* _Your instructions_
Leaving out all pictures, retype the records exactly.

* _Entries provided_
+ + + + +

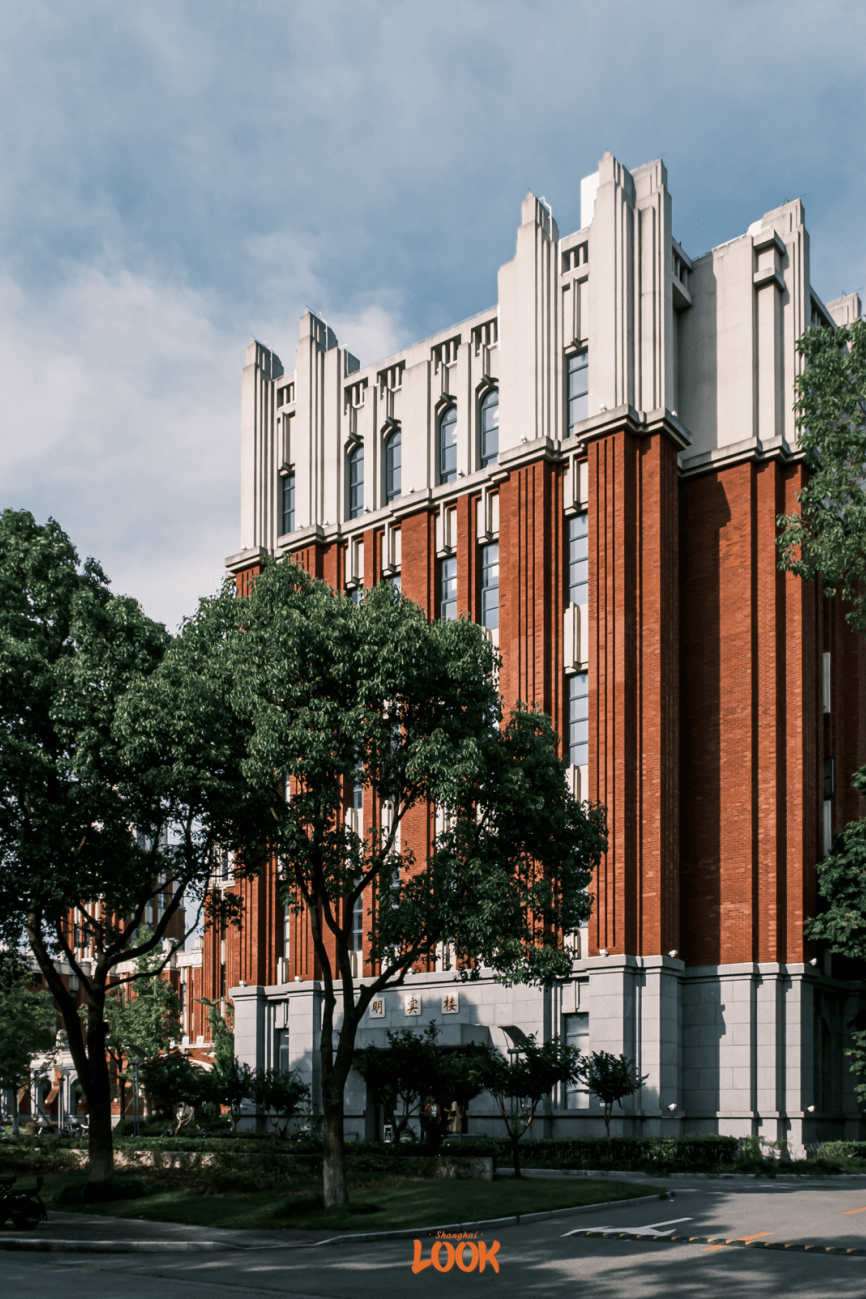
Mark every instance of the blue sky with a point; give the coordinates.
(177, 177)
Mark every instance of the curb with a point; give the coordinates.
(512, 1220)
(29, 1243)
(742, 1242)
(365, 1237)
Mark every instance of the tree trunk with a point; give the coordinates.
(121, 1091)
(516, 1158)
(100, 1145)
(334, 1155)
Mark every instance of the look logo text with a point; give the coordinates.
(469, 1255)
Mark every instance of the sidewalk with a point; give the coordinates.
(92, 1233)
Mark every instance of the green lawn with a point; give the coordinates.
(417, 1203)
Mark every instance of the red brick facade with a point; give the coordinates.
(706, 733)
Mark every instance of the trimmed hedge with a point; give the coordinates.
(103, 1193)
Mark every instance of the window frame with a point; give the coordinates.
(287, 483)
(449, 416)
(440, 602)
(392, 438)
(484, 568)
(486, 459)
(582, 352)
(353, 502)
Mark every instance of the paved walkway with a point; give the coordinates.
(542, 1258)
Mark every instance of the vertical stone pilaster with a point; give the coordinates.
(634, 711)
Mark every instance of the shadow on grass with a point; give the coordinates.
(381, 1207)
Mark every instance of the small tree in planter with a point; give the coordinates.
(416, 1077)
(231, 1085)
(400, 1074)
(519, 1084)
(610, 1078)
(281, 1097)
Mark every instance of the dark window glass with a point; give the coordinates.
(356, 939)
(579, 720)
(490, 585)
(288, 502)
(578, 378)
(355, 483)
(448, 587)
(490, 428)
(448, 446)
(578, 559)
(392, 451)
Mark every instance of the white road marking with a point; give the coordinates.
(630, 1230)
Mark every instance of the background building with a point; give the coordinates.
(592, 468)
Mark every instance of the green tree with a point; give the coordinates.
(610, 1078)
(143, 1016)
(27, 1026)
(521, 1082)
(120, 781)
(827, 542)
(414, 1077)
(841, 922)
(281, 1095)
(172, 1082)
(827, 538)
(331, 691)
(230, 1085)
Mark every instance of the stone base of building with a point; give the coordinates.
(739, 1050)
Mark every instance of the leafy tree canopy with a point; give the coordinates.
(610, 1078)
(414, 1077)
(519, 1082)
(27, 1024)
(120, 780)
(335, 694)
(827, 538)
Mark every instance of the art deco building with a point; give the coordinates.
(592, 468)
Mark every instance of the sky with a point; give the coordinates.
(179, 177)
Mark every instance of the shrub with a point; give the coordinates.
(103, 1193)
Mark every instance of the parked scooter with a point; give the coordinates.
(22, 1206)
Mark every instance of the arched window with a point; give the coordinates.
(392, 460)
(355, 481)
(448, 446)
(490, 426)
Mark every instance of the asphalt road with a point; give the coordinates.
(535, 1259)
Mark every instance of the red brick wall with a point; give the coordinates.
(634, 708)
(751, 698)
(706, 737)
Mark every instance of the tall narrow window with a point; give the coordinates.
(578, 378)
(448, 587)
(356, 938)
(490, 428)
(284, 932)
(490, 585)
(579, 720)
(578, 560)
(287, 503)
(392, 456)
(355, 481)
(448, 446)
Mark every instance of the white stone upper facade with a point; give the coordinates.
(708, 346)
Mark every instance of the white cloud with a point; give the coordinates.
(120, 417)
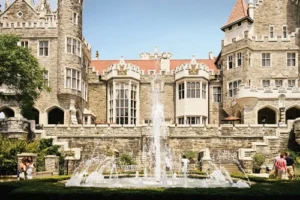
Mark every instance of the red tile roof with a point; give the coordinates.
(101, 65)
(239, 11)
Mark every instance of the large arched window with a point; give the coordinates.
(266, 116)
(7, 112)
(292, 113)
(56, 116)
(122, 100)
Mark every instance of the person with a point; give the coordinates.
(22, 169)
(289, 165)
(30, 167)
(281, 166)
(275, 169)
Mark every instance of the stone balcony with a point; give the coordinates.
(248, 96)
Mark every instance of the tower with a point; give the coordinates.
(72, 75)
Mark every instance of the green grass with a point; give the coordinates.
(53, 188)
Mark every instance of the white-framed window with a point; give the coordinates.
(193, 90)
(181, 91)
(230, 62)
(204, 90)
(271, 31)
(73, 46)
(73, 79)
(266, 59)
(44, 48)
(217, 92)
(75, 17)
(279, 83)
(123, 102)
(180, 120)
(291, 83)
(284, 32)
(193, 120)
(239, 59)
(46, 77)
(266, 83)
(291, 59)
(233, 86)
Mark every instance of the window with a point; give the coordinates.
(266, 59)
(124, 98)
(46, 78)
(203, 91)
(279, 83)
(291, 59)
(266, 83)
(73, 79)
(217, 94)
(181, 120)
(43, 48)
(193, 120)
(233, 86)
(75, 18)
(271, 29)
(230, 62)
(181, 91)
(239, 59)
(24, 44)
(73, 46)
(193, 90)
(292, 83)
(284, 32)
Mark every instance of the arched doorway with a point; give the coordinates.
(7, 112)
(56, 116)
(34, 114)
(292, 113)
(266, 116)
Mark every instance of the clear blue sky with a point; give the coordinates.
(128, 27)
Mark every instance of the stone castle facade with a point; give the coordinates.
(107, 103)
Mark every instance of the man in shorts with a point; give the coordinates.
(289, 165)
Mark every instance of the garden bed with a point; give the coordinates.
(54, 189)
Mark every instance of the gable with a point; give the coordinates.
(19, 6)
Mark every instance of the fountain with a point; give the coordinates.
(160, 172)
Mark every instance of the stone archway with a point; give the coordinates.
(7, 112)
(56, 116)
(266, 115)
(292, 113)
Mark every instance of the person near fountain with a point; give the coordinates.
(22, 169)
(281, 166)
(30, 167)
(185, 162)
(289, 165)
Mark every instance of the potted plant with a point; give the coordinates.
(258, 161)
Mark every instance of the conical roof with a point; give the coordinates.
(239, 11)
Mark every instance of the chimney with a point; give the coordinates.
(97, 55)
(210, 56)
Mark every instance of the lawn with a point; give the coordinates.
(53, 189)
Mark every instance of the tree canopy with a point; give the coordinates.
(20, 72)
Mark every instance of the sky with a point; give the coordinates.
(129, 27)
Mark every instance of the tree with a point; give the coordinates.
(20, 72)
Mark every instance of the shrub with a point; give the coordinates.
(258, 160)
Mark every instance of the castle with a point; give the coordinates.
(254, 80)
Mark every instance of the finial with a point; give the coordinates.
(97, 55)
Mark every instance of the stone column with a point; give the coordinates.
(52, 164)
(24, 155)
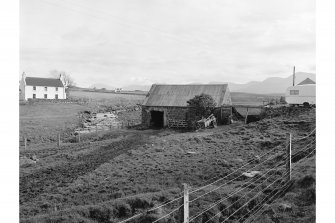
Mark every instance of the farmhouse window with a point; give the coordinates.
(294, 92)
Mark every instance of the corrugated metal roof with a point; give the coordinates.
(47, 82)
(307, 81)
(178, 95)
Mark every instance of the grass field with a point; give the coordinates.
(108, 98)
(89, 181)
(42, 122)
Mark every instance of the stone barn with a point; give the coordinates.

+ + + + +

* _Answer to this problem_
Mark every instance of the blue sky with a point; give the coordinates.
(177, 177)
Mark every instance of the curb with a point; give the coordinates.
(512, 1220)
(29, 1243)
(742, 1242)
(365, 1237)
Mark every instance of the tree trunk with a point; give the coordinates.
(121, 1091)
(516, 1158)
(100, 1145)
(334, 1155)
Mark every instance of the look logo text with a point; give the coordinates.
(469, 1255)
Mark every instance of the sidewalk with a point; give the coordinates.
(92, 1233)
Mark every instance of the green lawn with a point; give the coordinates.
(417, 1203)
Mark every instance of the red brick facade with a point; give the coordinates.
(706, 733)
Mark every instance of the trimmed hedge with a point; give the coordinates.
(103, 1193)
Mark every instance of the window frame with a point; give the coordinates.
(287, 483)
(449, 416)
(440, 602)
(392, 438)
(484, 568)
(486, 459)
(582, 352)
(353, 502)
Mark every instance of the paved walkway with a point; give the coordinates.
(542, 1258)
Mark every instance of the vertical stone pilaster with a point; give the coordinates.
(634, 711)
Mark every instance of the shadow on grass with a point; give the coordinates.
(381, 1207)
Mark every instance of the small tree in planter with a point; give the coordinates.
(416, 1077)
(231, 1085)
(400, 1074)
(519, 1084)
(610, 1078)
(281, 1097)
Mark every instance of the dark window glass with a point; give the coordinates.
(356, 939)
(579, 720)
(490, 585)
(288, 502)
(578, 378)
(355, 483)
(448, 587)
(490, 428)
(448, 446)
(578, 559)
(392, 451)
Mark every instance of the white road marking with a point; give the coordinates.
(630, 1230)
Mark every instance of the background building with a point; give the coordinates.
(592, 468)
Mark every instance of the green tree with a point; give the coordinates.
(610, 1078)
(143, 1016)
(27, 1026)
(521, 1082)
(120, 781)
(827, 542)
(414, 1077)
(841, 922)
(281, 1095)
(172, 1082)
(827, 538)
(331, 691)
(230, 1085)
Mark every instance of the stone base of building with a point; give the coordinates.
(739, 1050)
Mark every instance of the leafy tree canopy with a point; give the coordinates.
(610, 1078)
(414, 1077)
(519, 1082)
(27, 1024)
(120, 780)
(335, 694)
(827, 538)
Mark every instance of the art deco building with a point; give the coordinates.
(592, 468)
Mark every instance of the sky with a point; give the coordinates.
(179, 177)
Mark every instance of the shrub with a point; give the coordinates.
(103, 1193)
Mark every instance of the parked scooter with a point; give the coordinates.
(22, 1206)
Mark every instance of the arched window with a point; give the coordinates.
(392, 460)
(355, 481)
(448, 446)
(490, 426)
Mark every instance of the asphalt road with a point; give the coordinates.
(535, 1259)
Mark every instance of the red brick wall with a point; give the coordinates.
(634, 708)
(751, 698)
(706, 737)
Mark every instance of the tall narrow window with a point; give the coordinates.
(578, 378)
(448, 587)
(356, 938)
(490, 428)
(284, 932)
(490, 585)
(579, 720)
(578, 560)
(287, 503)
(392, 456)
(355, 481)
(448, 446)
Mark every instance of the white stone upper facade with a point; give the coordinates.
(708, 346)
Mark every instance of the white cloud with a point; give the coordinates.
(120, 417)
Mark every instance of the red tile roof with a point; give the coordinates.
(101, 65)
(239, 11)
Mark every instance of the large arched window with a point; give the coordinates.
(266, 116)
(7, 112)
(292, 113)
(56, 116)
(122, 100)
Mark every instance of the person with a point; give the coordinates.
(22, 169)
(289, 165)
(30, 167)
(281, 166)
(275, 169)
Mark every instance of the stone balcony with a point; give the coordinates.
(248, 96)
Mark every instance of the tower with a point; give the coordinates.
(72, 75)
Mark every instance of the green grass with a point; give the coordinates.
(53, 188)
Mark every instance of the white-framed window with a point; give the coordinates.
(193, 90)
(181, 91)
(230, 62)
(204, 90)
(271, 31)
(73, 46)
(73, 79)
(266, 59)
(44, 48)
(217, 92)
(75, 17)
(279, 83)
(123, 102)
(180, 120)
(291, 83)
(284, 32)
(193, 120)
(239, 59)
(46, 77)
(266, 83)
(291, 59)
(233, 86)
Mark every instance of the window with a point; give the coordinates.
(266, 59)
(124, 98)
(46, 78)
(203, 91)
(279, 83)
(291, 59)
(266, 83)
(73, 79)
(217, 94)
(181, 120)
(43, 48)
(193, 120)
(233, 86)
(75, 18)
(271, 29)
(230, 62)
(181, 91)
(239, 59)
(24, 44)
(73, 46)
(193, 90)
(292, 83)
(284, 32)
Mark every instance of the arched doorway with a point; give the coordinates.
(7, 112)
(56, 116)
(34, 114)
(292, 113)
(266, 116)
Mark every instance of the clear blue sky with a point; give the coordinates.
(128, 27)
Mark every instance of the stone castle facade with a point; give the coordinates.
(107, 103)
Mark every instance of the man in shorts with a point; give the coordinates.
(289, 165)
Mark every instance of the garden bed with a point; give the coordinates.
(54, 189)
Mark every instance of the gable with a point; give the coordinates.
(19, 6)
Mark every instance of the fountain with a point; give the coordinates.
(160, 172)
Mark every instance of the stone archway with a point; give the coordinates.
(7, 112)
(56, 116)
(266, 115)
(292, 113)
Mark every instance of the person near fountain with a point; give the coordinates.
(22, 169)
(281, 166)
(30, 167)
(185, 162)
(289, 165)
Mark every instance of the potted plant with a point; give the coordinates.
(258, 161)
Mark every instance of the conical roof with a point; give the coordinates.
(239, 11)
Mark every instance of the chimney with a point; give the coordinates.
(97, 55)
(210, 56)
Mark every instance of the lawn with a point; give the coordinates.
(53, 189)
Mark every instance of the tree canopy with a point; give the coordinates.
(20, 72)
Mark every instance of the sky with a point; give the coordinates.
(129, 27)
Mark every instance of the tree with a point; give the coordinates.
(20, 72)
Mark every instance of the shrub with a point; give the coordinates.
(258, 160)
Mark every instance of the castle with a point; give the coordinates.
(254, 80)
Mark every instance of the finial with a point; give the coordinates.
(97, 55)
Mark every instance of the stone column with a point; give the coordinates.
(52, 164)
(24, 155)
Mark every instance of the farmhouse window with a point; give the coordinates.
(294, 92)
Mark every instance of the corrugated metal roof with a point; give the coordinates.
(47, 82)
(307, 81)
(178, 95)
Mark every instance of the grass field with a point; give the coordinates.
(108, 98)
(89, 181)
(42, 122)
Mark every instance of the stone barn with a point; give the coordinates.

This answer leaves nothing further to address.